-- Task requirements --
Once the line containing "Target: white bottle cap" is located in the records below, repeat it and all lines that follow it exactly, leaving out any picture.

-- Records for this task --
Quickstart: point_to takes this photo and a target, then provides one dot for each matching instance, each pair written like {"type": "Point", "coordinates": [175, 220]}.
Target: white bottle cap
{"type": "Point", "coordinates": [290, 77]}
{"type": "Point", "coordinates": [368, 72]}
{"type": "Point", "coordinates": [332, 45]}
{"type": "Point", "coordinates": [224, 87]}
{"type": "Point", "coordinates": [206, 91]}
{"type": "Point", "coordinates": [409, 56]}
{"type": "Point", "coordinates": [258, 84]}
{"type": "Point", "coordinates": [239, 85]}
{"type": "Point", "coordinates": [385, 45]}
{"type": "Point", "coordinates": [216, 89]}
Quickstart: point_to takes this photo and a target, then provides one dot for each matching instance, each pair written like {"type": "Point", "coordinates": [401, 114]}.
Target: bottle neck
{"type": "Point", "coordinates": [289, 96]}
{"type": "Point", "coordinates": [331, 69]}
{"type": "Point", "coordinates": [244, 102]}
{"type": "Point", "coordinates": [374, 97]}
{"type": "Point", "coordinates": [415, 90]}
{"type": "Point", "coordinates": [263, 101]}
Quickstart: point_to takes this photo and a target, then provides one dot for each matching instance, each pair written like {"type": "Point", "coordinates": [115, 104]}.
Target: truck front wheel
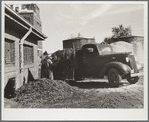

-- Answer --
Target: white bottle cap
{"type": "Point", "coordinates": [290, 77]}
{"type": "Point", "coordinates": [368, 72]}
{"type": "Point", "coordinates": [332, 45]}
{"type": "Point", "coordinates": [224, 87]}
{"type": "Point", "coordinates": [206, 91]}
{"type": "Point", "coordinates": [409, 56]}
{"type": "Point", "coordinates": [258, 84]}
{"type": "Point", "coordinates": [239, 85]}
{"type": "Point", "coordinates": [385, 45]}
{"type": "Point", "coordinates": [216, 89]}
Quickstart: point_to takes this photo and a target, then provides one dot for each matching instance, each pair written like {"type": "Point", "coordinates": [401, 114]}.
Target: bottle neck
{"type": "Point", "coordinates": [289, 96]}
{"type": "Point", "coordinates": [331, 69]}
{"type": "Point", "coordinates": [244, 102]}
{"type": "Point", "coordinates": [374, 97]}
{"type": "Point", "coordinates": [415, 90]}
{"type": "Point", "coordinates": [263, 101]}
Quickstart: point_to takes this photo and a target, then provides one dot for each matching instance, each pair written like {"type": "Point", "coordinates": [115, 104]}.
Target: truck front wheel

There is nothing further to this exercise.